*What you need to do:* Return, unchanged, everything in the entries from the line containing "# mark one dot per instance, written like column 22, row" down to the line containing "column 698, row 239", with both of those lines included.

*Input data:*

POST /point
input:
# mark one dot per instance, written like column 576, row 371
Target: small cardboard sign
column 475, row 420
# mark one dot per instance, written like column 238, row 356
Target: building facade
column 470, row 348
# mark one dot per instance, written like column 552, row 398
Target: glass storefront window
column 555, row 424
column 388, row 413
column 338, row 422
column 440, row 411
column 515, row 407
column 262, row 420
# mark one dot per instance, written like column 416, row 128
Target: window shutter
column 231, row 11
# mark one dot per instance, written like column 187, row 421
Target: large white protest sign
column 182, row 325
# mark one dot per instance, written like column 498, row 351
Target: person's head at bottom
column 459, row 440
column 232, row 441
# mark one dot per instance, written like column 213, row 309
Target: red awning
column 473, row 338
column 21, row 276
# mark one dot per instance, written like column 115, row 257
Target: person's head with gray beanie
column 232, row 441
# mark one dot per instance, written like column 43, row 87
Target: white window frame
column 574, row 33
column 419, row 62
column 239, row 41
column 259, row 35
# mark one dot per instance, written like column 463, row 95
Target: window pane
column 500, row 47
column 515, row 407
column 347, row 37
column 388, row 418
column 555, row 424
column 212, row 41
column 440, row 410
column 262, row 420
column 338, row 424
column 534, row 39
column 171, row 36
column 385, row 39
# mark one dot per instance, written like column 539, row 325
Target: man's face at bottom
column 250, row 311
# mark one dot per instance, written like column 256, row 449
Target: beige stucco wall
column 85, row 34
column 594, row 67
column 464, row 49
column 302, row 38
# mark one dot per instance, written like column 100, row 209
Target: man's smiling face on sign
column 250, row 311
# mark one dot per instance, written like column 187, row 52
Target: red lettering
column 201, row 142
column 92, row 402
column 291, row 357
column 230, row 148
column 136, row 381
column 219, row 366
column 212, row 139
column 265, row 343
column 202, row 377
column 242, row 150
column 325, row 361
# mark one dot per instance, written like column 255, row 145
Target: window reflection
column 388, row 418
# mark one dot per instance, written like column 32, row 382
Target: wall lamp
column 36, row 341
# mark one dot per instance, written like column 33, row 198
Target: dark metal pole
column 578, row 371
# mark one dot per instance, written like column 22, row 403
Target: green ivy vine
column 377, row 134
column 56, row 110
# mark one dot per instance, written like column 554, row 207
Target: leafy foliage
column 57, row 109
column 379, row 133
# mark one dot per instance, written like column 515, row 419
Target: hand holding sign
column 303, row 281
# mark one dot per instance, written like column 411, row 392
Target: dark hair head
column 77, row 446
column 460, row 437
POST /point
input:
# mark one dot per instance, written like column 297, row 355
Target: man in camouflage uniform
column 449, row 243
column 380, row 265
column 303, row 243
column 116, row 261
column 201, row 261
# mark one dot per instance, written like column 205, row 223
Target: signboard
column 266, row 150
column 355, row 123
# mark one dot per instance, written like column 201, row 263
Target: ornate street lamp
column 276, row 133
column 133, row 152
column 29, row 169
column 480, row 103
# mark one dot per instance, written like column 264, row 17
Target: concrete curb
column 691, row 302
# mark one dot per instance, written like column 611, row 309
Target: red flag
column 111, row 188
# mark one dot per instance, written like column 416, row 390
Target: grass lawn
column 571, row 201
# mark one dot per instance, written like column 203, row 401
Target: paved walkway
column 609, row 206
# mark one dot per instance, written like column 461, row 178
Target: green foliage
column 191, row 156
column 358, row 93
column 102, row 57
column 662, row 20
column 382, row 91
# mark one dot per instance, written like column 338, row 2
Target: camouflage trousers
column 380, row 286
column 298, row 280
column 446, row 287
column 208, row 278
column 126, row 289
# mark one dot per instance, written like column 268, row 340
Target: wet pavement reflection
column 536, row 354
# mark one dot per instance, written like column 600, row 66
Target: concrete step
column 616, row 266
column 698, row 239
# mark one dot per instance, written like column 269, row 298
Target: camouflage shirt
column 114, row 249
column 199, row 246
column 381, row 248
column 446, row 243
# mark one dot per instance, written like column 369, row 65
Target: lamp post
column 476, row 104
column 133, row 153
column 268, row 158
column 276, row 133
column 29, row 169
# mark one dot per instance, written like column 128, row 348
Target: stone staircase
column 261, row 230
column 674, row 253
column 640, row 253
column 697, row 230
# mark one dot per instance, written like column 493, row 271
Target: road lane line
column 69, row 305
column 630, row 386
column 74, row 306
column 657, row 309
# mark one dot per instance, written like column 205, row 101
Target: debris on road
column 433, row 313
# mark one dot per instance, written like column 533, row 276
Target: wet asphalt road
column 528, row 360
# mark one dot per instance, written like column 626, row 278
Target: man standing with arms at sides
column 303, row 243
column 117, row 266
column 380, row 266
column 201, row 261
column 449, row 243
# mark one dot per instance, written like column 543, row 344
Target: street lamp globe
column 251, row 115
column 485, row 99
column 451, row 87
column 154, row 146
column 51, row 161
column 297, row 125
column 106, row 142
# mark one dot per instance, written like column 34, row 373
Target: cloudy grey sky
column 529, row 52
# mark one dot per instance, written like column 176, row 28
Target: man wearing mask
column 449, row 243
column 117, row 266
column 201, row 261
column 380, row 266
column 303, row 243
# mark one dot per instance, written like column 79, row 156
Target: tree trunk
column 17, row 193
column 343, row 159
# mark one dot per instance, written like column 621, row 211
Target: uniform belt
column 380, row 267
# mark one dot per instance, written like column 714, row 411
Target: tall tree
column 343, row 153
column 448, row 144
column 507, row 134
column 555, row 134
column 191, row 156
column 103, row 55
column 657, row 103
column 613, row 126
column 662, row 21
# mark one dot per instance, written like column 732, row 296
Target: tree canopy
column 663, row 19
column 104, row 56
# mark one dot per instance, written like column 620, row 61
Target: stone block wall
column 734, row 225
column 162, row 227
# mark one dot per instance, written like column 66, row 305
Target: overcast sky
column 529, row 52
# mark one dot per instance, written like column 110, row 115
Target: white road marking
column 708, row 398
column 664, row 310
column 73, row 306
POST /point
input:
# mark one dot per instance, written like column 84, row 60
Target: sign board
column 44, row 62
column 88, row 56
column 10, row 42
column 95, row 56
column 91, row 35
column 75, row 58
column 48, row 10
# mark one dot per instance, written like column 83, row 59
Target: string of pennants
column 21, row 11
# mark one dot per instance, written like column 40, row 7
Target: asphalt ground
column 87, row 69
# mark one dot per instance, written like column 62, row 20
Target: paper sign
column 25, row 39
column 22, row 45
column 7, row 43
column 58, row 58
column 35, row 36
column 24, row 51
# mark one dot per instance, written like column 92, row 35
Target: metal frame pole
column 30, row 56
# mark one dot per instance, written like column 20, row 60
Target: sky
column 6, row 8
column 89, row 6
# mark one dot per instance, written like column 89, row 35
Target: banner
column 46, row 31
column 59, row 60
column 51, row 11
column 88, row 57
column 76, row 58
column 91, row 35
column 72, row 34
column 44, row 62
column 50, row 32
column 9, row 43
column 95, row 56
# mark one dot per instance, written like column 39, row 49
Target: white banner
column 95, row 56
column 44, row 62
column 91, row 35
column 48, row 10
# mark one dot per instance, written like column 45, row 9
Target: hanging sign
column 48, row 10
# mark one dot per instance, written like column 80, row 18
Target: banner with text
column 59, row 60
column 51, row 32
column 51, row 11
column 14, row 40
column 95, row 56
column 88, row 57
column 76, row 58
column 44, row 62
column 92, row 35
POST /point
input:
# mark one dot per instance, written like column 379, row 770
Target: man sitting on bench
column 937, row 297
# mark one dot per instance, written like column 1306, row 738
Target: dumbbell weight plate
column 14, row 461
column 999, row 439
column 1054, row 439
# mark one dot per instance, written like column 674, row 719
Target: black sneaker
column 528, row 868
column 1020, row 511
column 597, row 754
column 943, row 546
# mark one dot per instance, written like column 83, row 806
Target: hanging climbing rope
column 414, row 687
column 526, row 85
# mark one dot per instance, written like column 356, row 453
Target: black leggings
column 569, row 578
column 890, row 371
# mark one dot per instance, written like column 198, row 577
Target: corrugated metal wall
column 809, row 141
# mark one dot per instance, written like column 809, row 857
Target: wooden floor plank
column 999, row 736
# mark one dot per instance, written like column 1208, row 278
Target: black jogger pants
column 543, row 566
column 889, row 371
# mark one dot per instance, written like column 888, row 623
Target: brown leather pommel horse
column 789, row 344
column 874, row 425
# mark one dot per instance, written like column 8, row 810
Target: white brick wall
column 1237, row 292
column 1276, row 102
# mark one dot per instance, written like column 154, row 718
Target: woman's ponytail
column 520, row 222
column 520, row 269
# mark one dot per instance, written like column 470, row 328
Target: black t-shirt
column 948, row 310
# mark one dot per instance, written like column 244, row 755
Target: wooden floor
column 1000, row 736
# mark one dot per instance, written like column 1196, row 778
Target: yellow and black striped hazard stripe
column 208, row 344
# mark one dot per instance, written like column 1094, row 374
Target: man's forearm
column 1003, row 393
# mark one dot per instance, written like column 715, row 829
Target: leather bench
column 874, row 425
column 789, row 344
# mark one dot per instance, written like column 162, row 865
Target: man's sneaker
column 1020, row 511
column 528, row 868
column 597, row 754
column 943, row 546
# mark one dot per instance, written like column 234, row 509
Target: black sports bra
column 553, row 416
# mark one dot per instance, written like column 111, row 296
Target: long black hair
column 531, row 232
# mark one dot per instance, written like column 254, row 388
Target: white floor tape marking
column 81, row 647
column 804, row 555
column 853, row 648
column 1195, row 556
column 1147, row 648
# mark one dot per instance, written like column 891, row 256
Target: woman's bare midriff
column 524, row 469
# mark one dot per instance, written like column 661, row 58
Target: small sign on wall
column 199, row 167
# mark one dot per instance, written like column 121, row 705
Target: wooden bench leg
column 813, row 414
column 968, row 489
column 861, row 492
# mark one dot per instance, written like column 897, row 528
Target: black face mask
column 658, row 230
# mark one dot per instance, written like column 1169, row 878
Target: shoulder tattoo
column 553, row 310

*Answer to the task:*
# mark one dot per instance, written like column 22, row 403
Target: green ivy vine
column 377, row 134
column 56, row 110
# mark one dot per instance, written like column 554, row 207
Target: leafy foliage
column 57, row 109
column 379, row 133
# mark one dot per instance, written like column 515, row 419
Target: hand holding sign
column 303, row 281
# mark one dot per instance, written like column 411, row 392
Target: dark hair head
column 77, row 446
column 460, row 437
POST /point
input:
# mark one dot per instance, written like column 297, row 355
Target: man in camouflage uniform
column 449, row 243
column 380, row 265
column 303, row 243
column 116, row 261
column 201, row 261
# mark one dot per instance, written like column 205, row 223
Target: signboard
column 266, row 150
column 355, row 123
# mark one dot per instance, written like column 201, row 263
Target: ornate street lamp
column 276, row 133
column 133, row 152
column 29, row 169
column 480, row 103
# mark one dot per instance, written like column 264, row 17
Target: concrete curb
column 691, row 302
# mark one dot per instance, written like column 611, row 309
Target: red flag
column 111, row 188
# mark one dot per instance, written like column 416, row 390
Target: grass lawn
column 571, row 201
# mark one dot per instance, written like column 203, row 401
Target: paved walkway
column 609, row 206
# mark one dot per instance, written like column 461, row 178
Target: green foliage
column 191, row 156
column 358, row 93
column 102, row 57
column 662, row 20
column 382, row 91
# mark one dot per instance, written like column 338, row 2
Target: camouflage trousers
column 380, row 286
column 298, row 280
column 446, row 287
column 208, row 278
column 126, row 289
# mark one dot per instance, written like column 268, row 340
Target: wet pavement reflection
column 536, row 354
# mark one dot per instance, written like column 600, row 66
Target: concrete step
column 616, row 266
column 698, row 239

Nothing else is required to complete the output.